- [Prompt]: Starting at the line that contains "According to the caption, the plant" and ending with the line that contains "[0,67,509,339]", can you write out those lines again with "visible here" changed to "shown here" and nothing else altered?

- [Exercise input]:
%%
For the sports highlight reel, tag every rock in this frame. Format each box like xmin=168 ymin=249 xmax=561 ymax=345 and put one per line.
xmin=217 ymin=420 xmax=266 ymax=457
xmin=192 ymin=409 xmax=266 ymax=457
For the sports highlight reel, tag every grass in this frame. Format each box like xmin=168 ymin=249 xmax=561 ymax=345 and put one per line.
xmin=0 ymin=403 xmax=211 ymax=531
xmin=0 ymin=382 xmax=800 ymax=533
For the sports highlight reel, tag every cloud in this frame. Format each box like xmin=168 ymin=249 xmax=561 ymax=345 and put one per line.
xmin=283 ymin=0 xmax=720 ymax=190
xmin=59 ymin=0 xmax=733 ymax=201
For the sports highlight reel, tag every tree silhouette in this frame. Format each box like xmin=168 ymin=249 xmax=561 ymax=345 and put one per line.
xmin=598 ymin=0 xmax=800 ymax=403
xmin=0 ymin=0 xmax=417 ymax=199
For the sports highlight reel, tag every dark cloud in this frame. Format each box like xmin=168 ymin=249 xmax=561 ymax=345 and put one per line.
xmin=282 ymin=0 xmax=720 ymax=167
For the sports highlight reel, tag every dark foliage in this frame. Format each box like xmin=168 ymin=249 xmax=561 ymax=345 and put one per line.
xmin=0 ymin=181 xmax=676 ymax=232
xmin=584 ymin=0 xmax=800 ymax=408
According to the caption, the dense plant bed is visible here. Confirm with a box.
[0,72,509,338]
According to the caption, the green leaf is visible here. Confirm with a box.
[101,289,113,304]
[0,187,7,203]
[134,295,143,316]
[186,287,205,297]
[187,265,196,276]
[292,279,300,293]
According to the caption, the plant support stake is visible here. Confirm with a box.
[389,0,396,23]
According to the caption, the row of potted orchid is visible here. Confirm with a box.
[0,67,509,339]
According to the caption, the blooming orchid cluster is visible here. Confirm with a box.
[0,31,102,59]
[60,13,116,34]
%%
%%
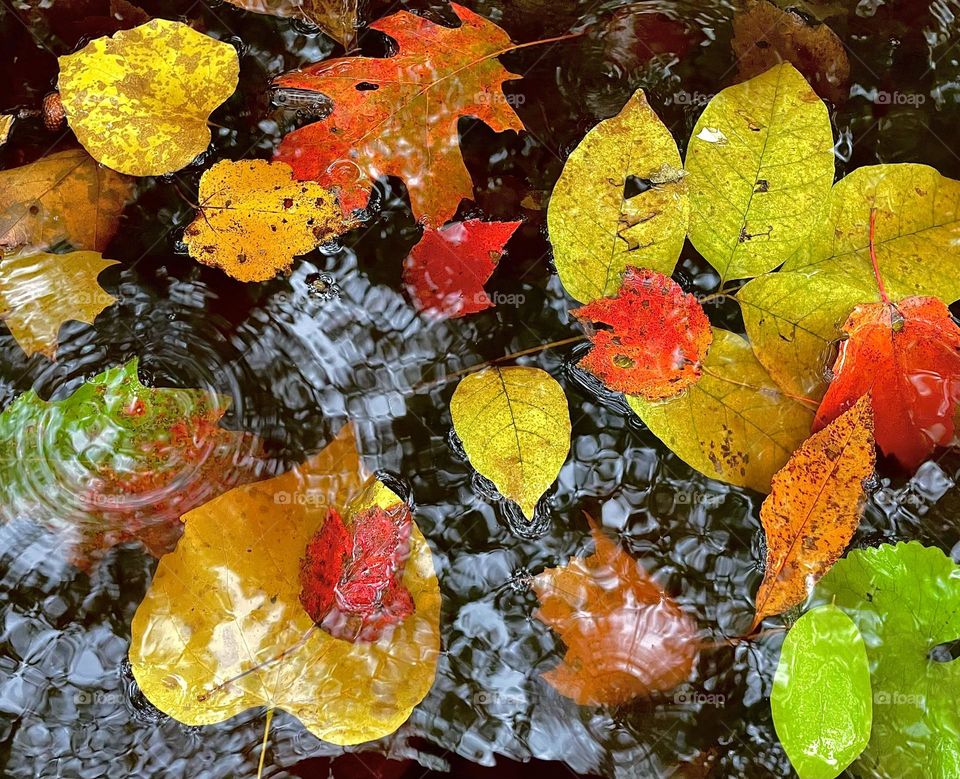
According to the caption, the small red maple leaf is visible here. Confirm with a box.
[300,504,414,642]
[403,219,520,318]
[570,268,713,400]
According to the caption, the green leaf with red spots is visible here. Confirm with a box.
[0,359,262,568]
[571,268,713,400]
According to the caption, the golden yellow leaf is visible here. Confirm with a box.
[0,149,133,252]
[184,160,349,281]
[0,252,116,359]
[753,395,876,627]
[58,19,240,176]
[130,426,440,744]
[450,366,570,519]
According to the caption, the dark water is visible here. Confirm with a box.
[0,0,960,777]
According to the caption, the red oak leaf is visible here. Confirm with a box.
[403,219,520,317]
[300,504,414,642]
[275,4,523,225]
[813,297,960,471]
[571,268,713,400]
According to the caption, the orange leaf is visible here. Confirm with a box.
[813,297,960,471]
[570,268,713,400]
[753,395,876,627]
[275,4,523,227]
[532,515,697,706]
%%
- [Final answer]:
According to the caption, the plant support stake is shown here. Confirm with a box.
[389,0,396,23]
According to the caption, the row of potted orchid is shown here. Confirm with a box.
[0,67,509,339]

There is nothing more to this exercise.